**Provided records:**
━━━━━━
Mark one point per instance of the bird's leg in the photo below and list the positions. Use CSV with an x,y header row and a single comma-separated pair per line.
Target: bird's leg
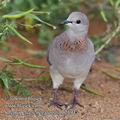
x,y
55,100
74,101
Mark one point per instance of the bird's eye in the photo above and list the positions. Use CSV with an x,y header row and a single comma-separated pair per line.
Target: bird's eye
x,y
78,21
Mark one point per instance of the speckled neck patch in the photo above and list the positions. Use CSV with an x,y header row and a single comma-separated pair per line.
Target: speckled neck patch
x,y
72,46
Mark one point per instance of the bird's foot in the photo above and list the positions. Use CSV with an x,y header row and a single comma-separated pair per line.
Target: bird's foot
x,y
55,103
74,103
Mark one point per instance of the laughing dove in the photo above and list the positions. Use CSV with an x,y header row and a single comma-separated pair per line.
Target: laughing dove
x,y
71,55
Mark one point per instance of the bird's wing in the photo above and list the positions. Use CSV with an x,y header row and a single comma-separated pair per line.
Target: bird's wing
x,y
55,44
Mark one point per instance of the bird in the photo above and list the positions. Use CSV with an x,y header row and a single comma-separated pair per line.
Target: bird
━━━━━━
**What you will do:** Output nothing but the line containing "Target: bird's eye" and each line after it in the entries above, exactly as written.

**Your response:**
Target: bird's eye
x,y
78,21
Mark one point per instance of the speckled neck patch in the photo above and list the positions. Use CSV with an x,y header row and a single comma-separated pair per line.
Target: speckled neck patch
x,y
72,46
Mark one point per instance of the bird's foot in the photo above and list the positions. Use CSV with an x,y header row and a single comma-separated pair per line.
Target: bird's foot
x,y
55,103
74,103
Mark one point per instance of the laughing dove in the photo above and list the positions. Use CSV with an x,y header row and a single comma-separated pair per line.
Target: laughing dove
x,y
71,55
Mark one point per instance of the bird's wing in the photo above and list the positions. Use CSV with an x,y header row and a single comma-separated pair per line.
Target: bird's wing
x,y
55,44
Mark one point per instance of the bird in the photo above and list the positions. Use CSV with an x,y header row and a single comma-separated pair per line.
Target: bird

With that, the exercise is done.